Records drawn from a dataset
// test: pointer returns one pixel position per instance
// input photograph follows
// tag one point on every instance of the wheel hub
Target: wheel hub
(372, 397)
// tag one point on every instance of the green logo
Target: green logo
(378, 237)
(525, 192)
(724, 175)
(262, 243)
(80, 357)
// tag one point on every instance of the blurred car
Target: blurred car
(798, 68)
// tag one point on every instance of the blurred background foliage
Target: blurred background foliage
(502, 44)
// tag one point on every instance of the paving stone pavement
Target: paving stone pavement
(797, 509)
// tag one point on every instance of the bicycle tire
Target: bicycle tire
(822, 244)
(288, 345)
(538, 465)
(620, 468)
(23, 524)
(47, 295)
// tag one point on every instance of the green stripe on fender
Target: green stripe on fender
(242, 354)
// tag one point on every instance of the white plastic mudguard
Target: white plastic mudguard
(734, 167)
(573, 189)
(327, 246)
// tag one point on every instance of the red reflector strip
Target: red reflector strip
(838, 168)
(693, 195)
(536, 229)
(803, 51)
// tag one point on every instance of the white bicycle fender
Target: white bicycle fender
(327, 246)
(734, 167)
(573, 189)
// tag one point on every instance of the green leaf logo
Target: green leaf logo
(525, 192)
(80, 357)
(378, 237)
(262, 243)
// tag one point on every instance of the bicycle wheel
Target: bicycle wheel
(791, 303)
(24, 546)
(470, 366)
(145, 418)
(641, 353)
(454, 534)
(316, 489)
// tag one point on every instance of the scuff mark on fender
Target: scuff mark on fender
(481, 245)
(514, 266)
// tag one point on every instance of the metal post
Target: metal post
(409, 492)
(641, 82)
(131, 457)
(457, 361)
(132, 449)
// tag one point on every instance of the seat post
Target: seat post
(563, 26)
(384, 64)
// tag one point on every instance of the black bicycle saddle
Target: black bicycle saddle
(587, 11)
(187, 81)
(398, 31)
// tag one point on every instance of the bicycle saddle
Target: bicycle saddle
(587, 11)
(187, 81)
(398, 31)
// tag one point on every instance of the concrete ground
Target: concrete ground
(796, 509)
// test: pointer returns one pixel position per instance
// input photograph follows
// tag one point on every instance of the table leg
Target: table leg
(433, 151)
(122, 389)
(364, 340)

...

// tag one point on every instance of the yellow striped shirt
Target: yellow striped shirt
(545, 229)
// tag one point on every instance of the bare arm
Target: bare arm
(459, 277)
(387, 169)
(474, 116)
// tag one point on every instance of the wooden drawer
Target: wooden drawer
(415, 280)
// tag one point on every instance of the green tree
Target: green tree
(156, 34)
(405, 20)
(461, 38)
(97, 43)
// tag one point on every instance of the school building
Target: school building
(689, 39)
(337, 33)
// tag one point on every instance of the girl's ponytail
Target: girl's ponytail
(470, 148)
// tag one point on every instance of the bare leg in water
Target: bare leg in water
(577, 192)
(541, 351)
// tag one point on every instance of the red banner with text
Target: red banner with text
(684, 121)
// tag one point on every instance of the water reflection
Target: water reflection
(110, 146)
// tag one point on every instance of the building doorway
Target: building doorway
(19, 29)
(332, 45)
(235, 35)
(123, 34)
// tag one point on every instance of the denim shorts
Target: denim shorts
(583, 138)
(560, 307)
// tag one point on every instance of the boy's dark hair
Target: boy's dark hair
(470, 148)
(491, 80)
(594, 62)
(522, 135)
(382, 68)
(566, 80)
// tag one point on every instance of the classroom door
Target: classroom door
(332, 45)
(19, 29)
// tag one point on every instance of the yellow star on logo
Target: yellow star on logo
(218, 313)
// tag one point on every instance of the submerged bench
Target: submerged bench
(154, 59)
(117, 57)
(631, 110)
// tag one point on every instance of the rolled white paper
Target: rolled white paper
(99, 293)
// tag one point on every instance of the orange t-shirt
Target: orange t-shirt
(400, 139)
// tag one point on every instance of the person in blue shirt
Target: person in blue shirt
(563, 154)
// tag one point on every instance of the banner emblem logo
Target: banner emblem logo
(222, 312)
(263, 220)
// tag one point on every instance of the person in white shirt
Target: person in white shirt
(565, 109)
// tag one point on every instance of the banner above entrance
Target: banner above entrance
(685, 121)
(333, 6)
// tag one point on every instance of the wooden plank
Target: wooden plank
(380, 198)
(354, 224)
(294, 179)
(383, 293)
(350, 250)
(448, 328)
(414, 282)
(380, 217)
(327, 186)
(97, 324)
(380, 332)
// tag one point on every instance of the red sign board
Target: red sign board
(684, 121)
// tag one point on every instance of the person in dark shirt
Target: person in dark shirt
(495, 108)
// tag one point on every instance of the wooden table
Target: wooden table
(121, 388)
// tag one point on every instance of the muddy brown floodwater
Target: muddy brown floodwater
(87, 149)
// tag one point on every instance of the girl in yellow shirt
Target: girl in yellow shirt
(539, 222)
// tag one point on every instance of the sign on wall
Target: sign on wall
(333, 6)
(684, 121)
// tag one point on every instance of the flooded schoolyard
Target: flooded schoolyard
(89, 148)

--

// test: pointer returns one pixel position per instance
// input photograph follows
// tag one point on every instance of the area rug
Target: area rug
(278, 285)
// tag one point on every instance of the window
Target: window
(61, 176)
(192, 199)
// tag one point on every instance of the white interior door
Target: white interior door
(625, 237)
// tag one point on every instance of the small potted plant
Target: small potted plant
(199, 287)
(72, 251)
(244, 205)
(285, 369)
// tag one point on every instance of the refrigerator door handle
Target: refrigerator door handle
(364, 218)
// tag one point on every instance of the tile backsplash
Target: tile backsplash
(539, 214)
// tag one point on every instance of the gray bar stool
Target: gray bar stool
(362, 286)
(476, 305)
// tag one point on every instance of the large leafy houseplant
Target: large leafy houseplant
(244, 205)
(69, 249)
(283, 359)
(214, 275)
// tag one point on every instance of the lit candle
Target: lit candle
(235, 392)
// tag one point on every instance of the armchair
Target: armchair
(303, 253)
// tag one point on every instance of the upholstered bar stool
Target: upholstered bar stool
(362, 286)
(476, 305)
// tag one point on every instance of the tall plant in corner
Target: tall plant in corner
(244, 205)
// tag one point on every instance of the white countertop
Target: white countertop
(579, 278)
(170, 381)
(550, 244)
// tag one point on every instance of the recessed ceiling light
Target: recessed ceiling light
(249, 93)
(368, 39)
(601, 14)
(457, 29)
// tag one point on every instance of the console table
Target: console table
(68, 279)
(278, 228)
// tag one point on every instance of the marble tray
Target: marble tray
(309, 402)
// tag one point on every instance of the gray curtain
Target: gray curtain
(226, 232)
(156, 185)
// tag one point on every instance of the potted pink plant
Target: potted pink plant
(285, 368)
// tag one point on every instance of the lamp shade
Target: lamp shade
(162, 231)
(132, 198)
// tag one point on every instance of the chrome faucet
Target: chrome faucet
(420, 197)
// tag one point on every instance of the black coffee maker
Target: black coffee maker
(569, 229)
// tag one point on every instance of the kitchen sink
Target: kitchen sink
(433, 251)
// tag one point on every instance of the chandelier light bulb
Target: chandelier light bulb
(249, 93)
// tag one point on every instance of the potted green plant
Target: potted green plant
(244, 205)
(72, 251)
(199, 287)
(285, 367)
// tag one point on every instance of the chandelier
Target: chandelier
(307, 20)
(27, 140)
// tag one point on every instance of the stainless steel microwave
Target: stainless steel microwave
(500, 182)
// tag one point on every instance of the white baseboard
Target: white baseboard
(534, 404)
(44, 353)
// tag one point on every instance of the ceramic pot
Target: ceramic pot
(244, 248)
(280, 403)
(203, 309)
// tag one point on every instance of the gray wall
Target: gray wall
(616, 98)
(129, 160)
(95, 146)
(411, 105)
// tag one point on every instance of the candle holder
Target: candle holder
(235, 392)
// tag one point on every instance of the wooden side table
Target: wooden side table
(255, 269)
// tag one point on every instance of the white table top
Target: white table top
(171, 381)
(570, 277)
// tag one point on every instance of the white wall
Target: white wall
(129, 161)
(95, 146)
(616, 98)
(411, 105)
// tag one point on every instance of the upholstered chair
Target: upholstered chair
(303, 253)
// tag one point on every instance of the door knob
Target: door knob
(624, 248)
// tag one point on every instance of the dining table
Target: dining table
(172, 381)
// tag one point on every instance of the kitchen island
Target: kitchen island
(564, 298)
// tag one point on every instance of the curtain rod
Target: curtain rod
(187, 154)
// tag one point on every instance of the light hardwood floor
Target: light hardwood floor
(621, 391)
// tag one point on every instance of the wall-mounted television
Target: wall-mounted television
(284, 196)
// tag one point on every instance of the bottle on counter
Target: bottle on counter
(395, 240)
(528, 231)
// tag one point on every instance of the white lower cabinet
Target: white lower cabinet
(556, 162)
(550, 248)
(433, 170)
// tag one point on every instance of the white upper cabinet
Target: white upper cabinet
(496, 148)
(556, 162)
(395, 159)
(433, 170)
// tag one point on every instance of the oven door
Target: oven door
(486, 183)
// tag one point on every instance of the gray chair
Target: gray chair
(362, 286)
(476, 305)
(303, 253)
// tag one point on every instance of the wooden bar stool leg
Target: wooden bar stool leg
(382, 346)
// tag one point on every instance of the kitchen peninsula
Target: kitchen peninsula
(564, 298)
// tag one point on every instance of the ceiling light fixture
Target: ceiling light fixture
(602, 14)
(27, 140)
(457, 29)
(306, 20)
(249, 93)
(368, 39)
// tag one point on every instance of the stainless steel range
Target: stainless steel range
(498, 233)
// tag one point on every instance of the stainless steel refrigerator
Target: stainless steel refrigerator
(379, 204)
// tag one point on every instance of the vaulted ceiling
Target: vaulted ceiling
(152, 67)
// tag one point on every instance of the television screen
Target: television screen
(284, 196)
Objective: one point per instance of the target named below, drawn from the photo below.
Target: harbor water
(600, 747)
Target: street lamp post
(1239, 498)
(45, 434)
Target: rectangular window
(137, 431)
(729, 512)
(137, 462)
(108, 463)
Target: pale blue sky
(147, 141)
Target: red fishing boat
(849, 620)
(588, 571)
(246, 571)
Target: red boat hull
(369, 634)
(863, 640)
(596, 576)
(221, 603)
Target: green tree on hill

- _Exercise_
Among the entries above, the line containing "Target: stainless steel range", the line containing "Target: green tree on hill", and all lines between them are to be restated word for word; nothing else belongs in the reply.

- _Written solution_
Target: stainless steel range
(498, 233)
// tag one point on every instance of the stainless steel refrigerator
Target: stainless steel refrigerator
(379, 204)
// tag one point on every instance of the vaulted ceiling
Target: vaulted ceiling
(152, 67)
// tag one point on every instance of the television screen
Target: television screen
(284, 196)
Objective: one point per instance of the target named below, drawn from the photo below.
Target: harbor water
(600, 747)
Target: street lamp post
(1239, 498)
(45, 434)
Target: rectangular window
(137, 431)
(729, 512)
(137, 462)
(108, 463)
Target: pale blue sky
(147, 141)
Target: red fishing boat
(849, 620)
(588, 571)
(246, 571)
Target: red boat hull
(369, 634)
(863, 640)
(596, 576)
(221, 603)
Target: green tree on hill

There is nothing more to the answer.